YOUR OBJECTIVE
Reproduce the records below exactly as they appear, omitting any pictures they contain.

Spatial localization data
------
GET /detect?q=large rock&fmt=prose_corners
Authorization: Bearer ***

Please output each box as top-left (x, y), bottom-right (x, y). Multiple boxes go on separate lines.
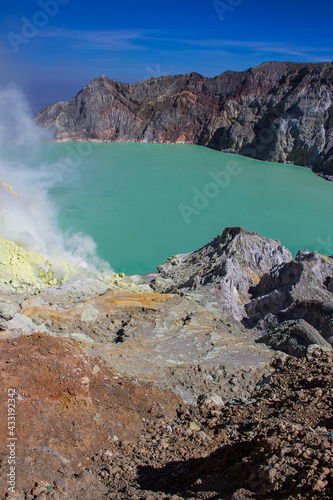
top-left (257, 319), bottom-right (333, 357)
top-left (35, 61), bottom-right (333, 176)
top-left (245, 250), bottom-right (333, 341)
top-left (0, 299), bottom-right (19, 320)
top-left (150, 227), bottom-right (292, 320)
top-left (4, 312), bottom-right (46, 335)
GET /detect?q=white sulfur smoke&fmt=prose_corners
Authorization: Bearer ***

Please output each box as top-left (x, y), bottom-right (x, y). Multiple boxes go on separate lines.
top-left (0, 86), bottom-right (111, 278)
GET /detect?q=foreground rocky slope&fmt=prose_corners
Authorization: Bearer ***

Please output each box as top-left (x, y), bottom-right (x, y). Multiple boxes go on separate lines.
top-left (35, 61), bottom-right (333, 175)
top-left (73, 348), bottom-right (333, 500)
top-left (0, 227), bottom-right (333, 498)
top-left (1, 339), bottom-right (332, 499)
top-left (0, 333), bottom-right (180, 496)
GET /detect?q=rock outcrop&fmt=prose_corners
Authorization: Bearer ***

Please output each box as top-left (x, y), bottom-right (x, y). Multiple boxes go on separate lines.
top-left (145, 228), bottom-right (333, 350)
top-left (245, 249), bottom-right (333, 340)
top-left (150, 226), bottom-right (292, 321)
top-left (35, 61), bottom-right (333, 175)
top-left (0, 237), bottom-right (58, 293)
top-left (257, 319), bottom-right (333, 357)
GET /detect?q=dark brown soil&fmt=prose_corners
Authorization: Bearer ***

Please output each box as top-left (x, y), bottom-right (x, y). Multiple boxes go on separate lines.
top-left (1, 334), bottom-right (332, 499)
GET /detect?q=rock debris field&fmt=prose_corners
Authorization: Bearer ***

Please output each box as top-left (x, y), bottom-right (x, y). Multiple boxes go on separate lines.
top-left (1, 347), bottom-right (332, 499)
top-left (94, 349), bottom-right (333, 500)
top-left (0, 227), bottom-right (333, 499)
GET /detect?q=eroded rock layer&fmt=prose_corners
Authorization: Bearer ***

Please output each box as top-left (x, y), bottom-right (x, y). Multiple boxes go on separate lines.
top-left (35, 61), bottom-right (333, 175)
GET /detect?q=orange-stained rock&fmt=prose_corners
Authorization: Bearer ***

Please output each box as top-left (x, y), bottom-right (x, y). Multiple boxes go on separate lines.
top-left (22, 289), bottom-right (174, 326)
top-left (0, 333), bottom-right (180, 495)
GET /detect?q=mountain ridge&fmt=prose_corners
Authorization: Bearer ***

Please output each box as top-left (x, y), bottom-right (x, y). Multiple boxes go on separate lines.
top-left (35, 61), bottom-right (333, 176)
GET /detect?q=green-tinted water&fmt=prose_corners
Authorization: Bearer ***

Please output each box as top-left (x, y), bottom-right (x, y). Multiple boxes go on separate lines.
top-left (6, 143), bottom-right (333, 274)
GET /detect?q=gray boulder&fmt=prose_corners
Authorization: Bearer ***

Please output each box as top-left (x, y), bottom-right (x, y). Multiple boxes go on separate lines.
top-left (257, 319), bottom-right (333, 357)
top-left (0, 300), bottom-right (20, 320)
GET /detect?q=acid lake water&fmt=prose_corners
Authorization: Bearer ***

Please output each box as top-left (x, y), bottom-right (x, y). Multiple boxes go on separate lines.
top-left (5, 142), bottom-right (333, 274)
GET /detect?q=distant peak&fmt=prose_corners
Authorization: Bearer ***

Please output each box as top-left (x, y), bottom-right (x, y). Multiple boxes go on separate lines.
top-left (95, 74), bottom-right (110, 82)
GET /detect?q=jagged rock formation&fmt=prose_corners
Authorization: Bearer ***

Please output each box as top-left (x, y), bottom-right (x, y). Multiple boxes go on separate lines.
top-left (35, 61), bottom-right (333, 175)
top-left (148, 227), bottom-right (333, 352)
top-left (245, 249), bottom-right (333, 341)
top-left (150, 226), bottom-right (293, 321)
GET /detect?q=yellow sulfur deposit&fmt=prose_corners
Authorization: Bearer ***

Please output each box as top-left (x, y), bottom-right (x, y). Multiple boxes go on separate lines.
top-left (0, 236), bottom-right (58, 292)
top-left (0, 180), bottom-right (22, 198)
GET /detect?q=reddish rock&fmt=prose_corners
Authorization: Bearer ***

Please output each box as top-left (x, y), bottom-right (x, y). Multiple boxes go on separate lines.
top-left (0, 333), bottom-right (180, 496)
top-left (35, 61), bottom-right (333, 176)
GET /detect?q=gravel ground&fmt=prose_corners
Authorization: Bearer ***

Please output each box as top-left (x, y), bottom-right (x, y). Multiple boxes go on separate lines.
top-left (17, 347), bottom-right (333, 500)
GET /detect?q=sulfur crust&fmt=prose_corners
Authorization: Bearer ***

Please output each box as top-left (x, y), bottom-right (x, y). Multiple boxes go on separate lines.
top-left (0, 236), bottom-right (130, 295)
top-left (0, 236), bottom-right (60, 291)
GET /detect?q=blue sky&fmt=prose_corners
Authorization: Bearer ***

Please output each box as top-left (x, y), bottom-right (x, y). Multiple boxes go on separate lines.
top-left (1, 0), bottom-right (332, 112)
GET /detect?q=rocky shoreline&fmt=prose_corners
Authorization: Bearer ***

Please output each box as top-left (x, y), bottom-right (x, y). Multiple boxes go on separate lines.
top-left (44, 137), bottom-right (333, 184)
top-left (0, 227), bottom-right (333, 498)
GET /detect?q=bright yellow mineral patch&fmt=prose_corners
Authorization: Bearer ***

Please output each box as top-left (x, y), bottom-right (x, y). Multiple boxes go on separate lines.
top-left (0, 180), bottom-right (22, 198)
top-left (0, 236), bottom-right (58, 291)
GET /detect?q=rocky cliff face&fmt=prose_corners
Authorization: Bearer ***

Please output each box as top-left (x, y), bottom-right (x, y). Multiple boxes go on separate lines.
top-left (35, 61), bottom-right (333, 175)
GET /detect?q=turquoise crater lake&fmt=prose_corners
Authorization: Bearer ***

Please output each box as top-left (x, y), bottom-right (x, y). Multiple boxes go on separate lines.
top-left (8, 143), bottom-right (333, 274)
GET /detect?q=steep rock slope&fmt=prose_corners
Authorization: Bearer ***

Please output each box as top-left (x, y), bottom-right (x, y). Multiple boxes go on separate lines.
------
TASK SOLUTION
GET /detect?q=large rock&fmt=prose_corners
Authorization: Bearer ***

Please output each box as top-left (x, y), bottom-right (x, y). Multiple boxes go on separate lines.
top-left (257, 319), bottom-right (333, 357)
top-left (35, 61), bottom-right (333, 176)
top-left (245, 250), bottom-right (333, 341)
top-left (0, 299), bottom-right (19, 320)
top-left (150, 227), bottom-right (292, 320)
top-left (4, 312), bottom-right (46, 335)
GET /detect?q=white sulfur smoke&fmt=prose_corners
Authorization: Bearer ***

Please output each box as top-left (x, y), bottom-right (x, y). Multiple boxes go on separate lines.
top-left (0, 86), bottom-right (111, 278)
GET /detect?q=foreground rocky slope&fmt=prose_corners
Authorization: Bearer ***

Please output each box as top-left (x, y), bottom-right (x, y). Multiple boxes go on separate lines.
top-left (35, 61), bottom-right (333, 175)
top-left (73, 348), bottom-right (333, 500)
top-left (0, 227), bottom-right (333, 498)
top-left (1, 339), bottom-right (332, 499)
top-left (0, 333), bottom-right (180, 496)
GET /detect?q=rock outcrop&fmt=prose_corners
Authorization: Bearer ***

Please output each box as top-left (x, y), bottom-right (x, y). Multiple boxes go on separate lines.
top-left (145, 228), bottom-right (333, 350)
top-left (245, 249), bottom-right (333, 340)
top-left (150, 226), bottom-right (292, 321)
top-left (35, 61), bottom-right (333, 175)
top-left (0, 237), bottom-right (58, 293)
top-left (257, 319), bottom-right (333, 357)
GET /detect?q=dark brown soil&fmt=prose_corners
Authorization: Bearer ***

Please output each box as top-left (x, y), bottom-right (x, y). Multiple boxes go on separate lines.
top-left (1, 334), bottom-right (332, 499)
GET /detect?q=rock debris field&fmt=prose_corners
Authorization: Bearer ***

Please output each box as top-left (x, y), bottom-right (x, y). Multiple boxes go on separate lines.
top-left (1, 347), bottom-right (332, 499)
top-left (94, 349), bottom-right (333, 500)
top-left (0, 227), bottom-right (333, 499)
GET /detect?q=eroded rock layer&fmt=prose_corners
Authorization: Bearer ***

Please output each box as top-left (x, y), bottom-right (x, y). Multiple boxes go on separate lines.
top-left (35, 61), bottom-right (333, 175)
GET /detect?q=orange-stained rock&fmt=prose_corners
Authorization: Bearer ***

Please output each box as top-left (x, y), bottom-right (x, y). Multiple boxes go on separate lines.
top-left (22, 289), bottom-right (174, 326)
top-left (0, 333), bottom-right (180, 495)
GET /detect?q=mountain ridge&fmt=prose_corners
Authorization: Bearer ***

Please output each box as top-left (x, y), bottom-right (x, y). Multiple boxes go on separate lines.
top-left (35, 61), bottom-right (333, 176)
GET /detect?q=green-tinted water&fmt=prose_corners
Authorization: Bearer ***

Please output each box as top-left (x, y), bottom-right (x, y). Multiple boxes go on separate lines.
top-left (6, 143), bottom-right (333, 274)
GET /detect?q=gray boulder&fmt=prose_corners
Authorization: Bearer ***

Please output each box as top-left (x, y), bottom-right (x, y). Multiple boxes go on separate lines.
top-left (257, 319), bottom-right (333, 357)
top-left (0, 300), bottom-right (20, 320)
GET /detect?q=acid lake water&fmt=prose_corners
Authorization: Bearer ***

Please output each box as top-left (x, y), bottom-right (x, y). Multiple boxes go on separate lines.
top-left (5, 142), bottom-right (333, 274)
GET /detect?q=distant peak&fmt=prose_corners
Authorization: Bearer ***

Please output each box as top-left (x, y), bottom-right (x, y). Multiple boxes go on separate lines.
top-left (95, 74), bottom-right (110, 82)
GET /detect?q=jagged rock formation&fmt=prose_corners
Authorization: Bearer ***

Please output each box as top-left (x, y), bottom-right (x, y). Multiple boxes go on separate lines.
top-left (35, 61), bottom-right (333, 175)
top-left (148, 227), bottom-right (333, 352)
top-left (245, 249), bottom-right (333, 341)
top-left (150, 226), bottom-right (293, 321)
GET /detect?q=yellow sulfur deposit&fmt=prose_corners
Authorization: Bearer ***

Please output each box as top-left (x, y), bottom-right (x, y). Multiple boxes go on separate lines.
top-left (0, 236), bottom-right (58, 292)
top-left (0, 180), bottom-right (22, 198)
GET /detect?q=reddish rock&fmt=prose_corners
Authorization: Bearer ***

Please output each box as top-left (x, y), bottom-right (x, y). Multiple boxes go on separate lines.
top-left (0, 333), bottom-right (180, 496)
top-left (35, 61), bottom-right (333, 176)
GET /detect?q=gravel ground&fmt=prose_corners
Authorization: Bearer ***

Please output each box as top-left (x, y), bottom-right (x, y). Multiple boxes go on separate lines.
top-left (17, 347), bottom-right (333, 500)
GET /detect?q=sulfur crust&fmt=prose_corners
Authorization: Bearer ***

Please output each box as top-left (x, y), bottom-right (x, y). Multiple boxes go on separate lines.
top-left (0, 236), bottom-right (130, 295)
top-left (0, 236), bottom-right (60, 291)
GET /detect?q=blue sky&fmt=prose_corners
Authorization: Bearer ***

Please output each box as top-left (x, y), bottom-right (x, y). Multiple boxes go on separate lines.
top-left (1, 0), bottom-right (332, 112)
GET /detect?q=rocky shoreline&fmt=prose_corners
Authorization: Bearer ***

Please output each box as top-left (x, y), bottom-right (x, y). Multiple boxes go on separate lines.
top-left (44, 137), bottom-right (333, 184)
top-left (0, 227), bottom-right (333, 498)
GET /detect?q=bright yellow mineral patch&fmt=prose_corners
Authorization: Bearer ***

Please output each box as top-left (x, y), bottom-right (x, y). Multiple boxes go on separate lines.
top-left (0, 180), bottom-right (22, 198)
top-left (0, 236), bottom-right (58, 291)
GET /detect?q=rocky cliff face&fmt=prose_corners
Authorization: Bearer ***

Please output each box as top-left (x, y), bottom-right (x, y). Multiple boxes go on separate lines.
top-left (35, 61), bottom-right (333, 175)
GET /detect?q=turquoise crater lake&fmt=prose_corners
Authorization: Bearer ***

Please output each box as top-left (x, y), bottom-right (x, y). Multiple boxes go on separate lines.
top-left (8, 143), bottom-right (333, 274)
GET /detect?q=steep rock slope&fmt=prose_corners
Authorization: Bearer ***

Please output each box as top-left (x, y), bottom-right (x, y). Multiple boxes go on separate lines.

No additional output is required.